## About this task
Transcribe all the entries word for word, but omit the images.

## Extracted material
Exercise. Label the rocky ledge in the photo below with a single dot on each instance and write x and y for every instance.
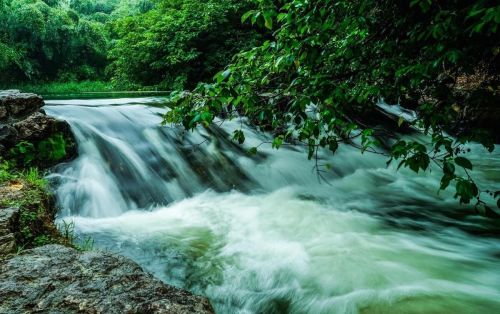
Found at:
(23, 119)
(58, 279)
(55, 278)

## Result of this exercise
Exercise. Label the rocky ledge in the photo below with a single dot on each instance and write x and y for every instance.
Found at:
(23, 119)
(58, 279)
(55, 278)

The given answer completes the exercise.